**Set exercise**
Can you recast the records below as a Markdown table with the columns Row and Line, numbering each line and omitting any blank ones?
***
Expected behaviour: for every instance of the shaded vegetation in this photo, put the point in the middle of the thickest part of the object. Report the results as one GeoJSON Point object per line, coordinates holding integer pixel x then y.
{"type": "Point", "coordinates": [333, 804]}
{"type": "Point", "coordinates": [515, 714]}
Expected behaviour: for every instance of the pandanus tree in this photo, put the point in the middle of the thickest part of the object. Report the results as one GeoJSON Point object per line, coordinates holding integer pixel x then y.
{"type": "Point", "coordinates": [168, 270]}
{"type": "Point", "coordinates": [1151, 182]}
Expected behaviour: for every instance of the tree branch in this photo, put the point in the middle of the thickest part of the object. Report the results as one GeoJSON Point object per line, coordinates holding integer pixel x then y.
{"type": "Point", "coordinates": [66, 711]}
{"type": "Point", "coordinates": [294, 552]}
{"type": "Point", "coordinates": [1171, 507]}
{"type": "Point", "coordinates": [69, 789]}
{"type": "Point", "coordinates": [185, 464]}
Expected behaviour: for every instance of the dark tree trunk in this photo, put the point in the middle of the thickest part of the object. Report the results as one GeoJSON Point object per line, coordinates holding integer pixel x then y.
***
**Complete response**
| Row | Line |
|---|---|
| 1 | Expected behaviour: for every instance of the shaded vegetation in this photo, put the point in the middle of the thickest part of the object. Report the results as one GeoJSON Point object per line, coordinates holding integer pixel x then y. |
| 2 | {"type": "Point", "coordinates": [333, 804]} |
| 3 | {"type": "Point", "coordinates": [515, 714]} |
| 4 | Expected behaviour: for every instance of the pandanus tree in this photo, put the point in the middle of the thickest part of the object. Report the results as one GeoJSON Point object per line, coordinates holding integer pixel x then y. |
| 5 | {"type": "Point", "coordinates": [168, 270]} |
| 6 | {"type": "Point", "coordinates": [1151, 182]} |
| 7 | Expected behaviour: for every instance of the tree branch in this photo, put the point in the middle of the thickest part of the object. Report the results as one GeoJSON Point object per line, coordinates holding integer pixel x then y. |
| 8 | {"type": "Point", "coordinates": [66, 711]} |
| 9 | {"type": "Point", "coordinates": [294, 552]} |
| 10 | {"type": "Point", "coordinates": [1171, 507]} |
| 11 | {"type": "Point", "coordinates": [69, 789]} |
| 12 | {"type": "Point", "coordinates": [185, 464]} |
| 13 | Expected behaviour: for every instance of the dark tree trunk in this photo, put the point in the middle of the thickest part of the object. Report the results as one GeoJSON Point object per line, coordinates holding integer pixel x then y. |